WORK INSTRUCTIONS:
Write out every line from the one containing "For sports analytics purposes, locate the wispy" through the end of the items, inclusive, keeping the requests as they are. Shift each bounding-box coordinate in the answers by adding -6 to it, and leave the pictures out.

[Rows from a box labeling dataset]
<<<<
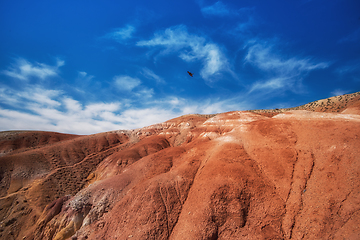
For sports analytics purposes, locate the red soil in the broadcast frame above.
[0,93,360,240]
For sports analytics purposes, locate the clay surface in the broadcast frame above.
[0,93,360,240]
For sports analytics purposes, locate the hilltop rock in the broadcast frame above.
[0,91,360,240]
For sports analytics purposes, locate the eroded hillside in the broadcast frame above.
[0,92,360,240]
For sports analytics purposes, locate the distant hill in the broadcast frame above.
[0,93,360,240]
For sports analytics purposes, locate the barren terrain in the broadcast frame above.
[0,93,360,240]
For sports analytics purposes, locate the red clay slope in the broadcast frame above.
[0,92,360,240]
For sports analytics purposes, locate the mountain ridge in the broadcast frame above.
[0,93,360,239]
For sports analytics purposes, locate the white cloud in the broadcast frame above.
[0,83,255,134]
[114,75,141,91]
[2,58,65,80]
[141,68,165,84]
[104,25,136,42]
[245,42,330,92]
[201,1,230,17]
[137,25,230,81]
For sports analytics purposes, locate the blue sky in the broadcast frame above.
[0,0,360,134]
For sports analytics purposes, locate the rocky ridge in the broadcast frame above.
[0,93,360,239]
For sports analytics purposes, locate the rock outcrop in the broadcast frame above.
[0,91,360,240]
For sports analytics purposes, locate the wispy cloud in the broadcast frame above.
[201,1,234,17]
[104,25,136,43]
[0,83,253,134]
[244,42,330,92]
[141,68,165,84]
[137,25,230,82]
[114,75,141,91]
[2,58,65,80]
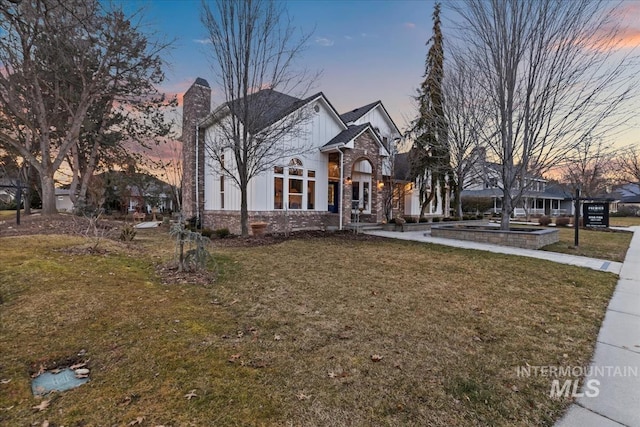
>>>>
WORKED SOLUTION:
For sports analytics purposes, locate the wispy cloud in the broadcast frame above.
[195,-5,228,11]
[98,19,130,37]
[-6,77,247,128]
[238,36,324,86]
[135,62,159,78]
[131,19,224,76]
[108,69,135,85]
[-4,52,59,74]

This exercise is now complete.